Required tasks:
(A) Below, the whole-drive fill text is followed by records. List every distinct data size the text gives with a kB, GB, or TB unit.
(B) In the records that follow the whole-drive fill text, switch "pitched roof" to "gable roof" and write out their lines again with everything else unchanged. Leave the pictures out.

[Start of Text excerpt]

Whole-Drive Fill

This test starts with a freshly-erased drive and fills it with 128kB sequential writes at queue depth 32, recording the write speed for each 1GB segment. This test is not representative of any ordinary client/consumer usage pattern, but it does allow us to observe transitions in the drive's behavior as it fills up. This can allow us to estimate the size of any SLC write cache, and get a sense for how much performance remains on the rare occasions where real-world usage keeps writing data after filling the cache.

The SLC write cache on the 1TB ADATA SU750 is quite large, lasting for about 345GB of sequential writes before performance drops down to QLC-like speeds. In both phases, the performance is very consistent, and the transition when the SLC cache fills up is abrupt.

Sustained 128kB Sequential Write (Power Efficiency)

[End of Text excerpt]
[Start of Records provided]

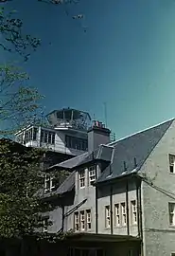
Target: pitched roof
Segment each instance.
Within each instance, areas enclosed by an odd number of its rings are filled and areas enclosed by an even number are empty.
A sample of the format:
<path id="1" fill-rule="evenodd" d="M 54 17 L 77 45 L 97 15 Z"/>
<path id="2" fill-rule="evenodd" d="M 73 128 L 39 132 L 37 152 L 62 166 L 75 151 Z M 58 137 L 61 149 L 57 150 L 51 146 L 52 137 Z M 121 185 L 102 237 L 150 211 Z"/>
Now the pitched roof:
<path id="1" fill-rule="evenodd" d="M 78 156 L 75 156 L 71 159 L 65 160 L 61 163 L 52 165 L 49 169 L 53 169 L 53 168 L 65 169 L 65 170 L 73 169 L 74 167 L 78 166 L 82 160 L 84 160 L 87 155 L 88 155 L 88 152 L 82 155 L 79 155 Z"/>
<path id="2" fill-rule="evenodd" d="M 114 179 L 140 170 L 173 120 L 174 119 L 111 143 L 114 147 L 111 170 L 110 168 L 104 170 L 96 182 Z"/>
<path id="3" fill-rule="evenodd" d="M 62 184 L 55 192 L 56 194 L 61 194 L 66 192 L 72 191 L 75 185 L 76 171 L 70 174 L 70 175 L 62 182 Z"/>
<path id="4" fill-rule="evenodd" d="M 111 163 L 111 168 L 108 166 L 96 183 L 137 172 L 174 120 L 175 119 L 167 120 L 108 145 L 100 145 L 94 153 L 85 153 L 56 166 L 75 169 L 75 167 L 92 161 L 92 157 Z M 75 172 L 61 185 L 57 193 L 70 191 L 74 184 Z"/>
<path id="5" fill-rule="evenodd" d="M 94 159 L 100 159 L 103 161 L 111 161 L 114 147 L 108 145 L 99 145 L 99 147 L 92 153 L 84 153 L 80 155 L 63 161 L 61 163 L 51 166 L 49 169 L 55 167 L 59 169 L 74 170 L 78 166 L 91 162 Z"/>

[End of Records provided]

Task results:
(A) 128kB, 1GB, 1TB, 345GB

(B)
Target: gable roof
Segment each instance.
Within each instance, areas enclosed by an odd number of its rings are filled and areas enclosed by an even number are empty.
A sample of the format:
<path id="1" fill-rule="evenodd" d="M 54 17 L 77 45 L 97 15 Z"/>
<path id="2" fill-rule="evenodd" d="M 73 128 L 39 132 L 37 152 L 62 166 L 75 151 Z M 58 137 L 61 149 L 57 150 L 51 146 L 52 137 Z M 121 185 L 102 237 L 150 211 Z"/>
Now the gable roof:
<path id="1" fill-rule="evenodd" d="M 78 156 L 75 156 L 71 159 L 65 160 L 61 163 L 52 165 L 49 169 L 53 169 L 53 168 L 65 169 L 65 170 L 73 169 L 74 167 L 78 166 L 82 160 L 84 160 L 87 155 L 88 155 L 88 152 L 82 155 L 79 155 Z"/>
<path id="2" fill-rule="evenodd" d="M 114 179 L 140 170 L 173 120 L 174 119 L 111 143 L 114 147 L 111 170 L 110 168 L 104 170 L 96 182 Z"/>
<path id="3" fill-rule="evenodd" d="M 62 184 L 55 192 L 56 194 L 61 194 L 66 192 L 72 191 L 75 185 L 76 171 L 70 174 L 70 175 L 62 182 Z"/>
<path id="4" fill-rule="evenodd" d="M 111 163 L 111 168 L 108 166 L 96 183 L 137 172 L 174 120 L 175 119 L 167 120 L 108 145 L 100 145 L 94 153 L 85 153 L 56 166 L 75 169 L 75 167 L 92 161 L 92 157 Z M 75 172 L 61 185 L 57 193 L 70 191 L 74 184 Z"/>
<path id="5" fill-rule="evenodd" d="M 94 159 L 100 159 L 103 161 L 111 161 L 114 147 L 108 145 L 99 145 L 99 147 L 92 153 L 84 153 L 80 155 L 63 161 L 61 163 L 51 166 L 49 169 L 55 167 L 59 169 L 74 170 L 78 166 L 91 162 Z"/>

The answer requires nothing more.